Directions
Quote the records that follow in full, leaving the pictures out.

Record set
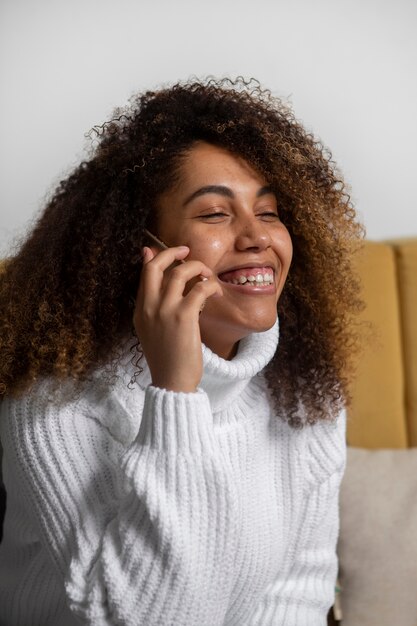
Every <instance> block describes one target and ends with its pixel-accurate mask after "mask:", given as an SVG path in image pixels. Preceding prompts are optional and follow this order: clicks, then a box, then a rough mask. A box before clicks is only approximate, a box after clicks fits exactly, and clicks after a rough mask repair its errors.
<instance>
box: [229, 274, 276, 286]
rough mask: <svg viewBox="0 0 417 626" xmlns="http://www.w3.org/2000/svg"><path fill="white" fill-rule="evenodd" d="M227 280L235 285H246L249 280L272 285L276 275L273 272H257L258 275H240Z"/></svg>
mask: <svg viewBox="0 0 417 626" xmlns="http://www.w3.org/2000/svg"><path fill="white" fill-rule="evenodd" d="M226 282H231V283H233V284H234V285H244V284H245V283H247V282H249V283H251V284H253V283H256V284H259V285H260V284H264V285H265V284H267V285H271V284H272V283H273V282H274V275H273V274H269V273H267V274H256V276H253V275H251V276H243V275H242V276H238V277H237V278H232V280H230V281H226Z"/></svg>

Reply to the exercise
Every <instance> block describes one target and ends with its pixel-accurate mask after "mask:", given as an SVG path in image pixels. Preceding prompts are optional and follow this order: clicks, then a box, then a rough mask. A box before clicks is only approximate, a box after clicks fits exactly, and clicks after a rough mask repair its errors.
<instance>
box: [229, 274, 276, 286]
rough mask: <svg viewBox="0 0 417 626" xmlns="http://www.w3.org/2000/svg"><path fill="white" fill-rule="evenodd" d="M227 280L235 285H246L249 280L272 285L276 275L273 272H257L258 275H240Z"/></svg>
mask: <svg viewBox="0 0 417 626" xmlns="http://www.w3.org/2000/svg"><path fill="white" fill-rule="evenodd" d="M226 282H231V283H233V284H234V285H244V284H245V283H247V282H249V283H251V284H253V283H256V284H259V285H260V284H264V285H265V284H267V285H271V284H272V283H273V282H274V275H273V274H269V273H267V274H256V276H253V275H251V276H243V275H242V276H238V277H237V278H232V280H230V281H226Z"/></svg>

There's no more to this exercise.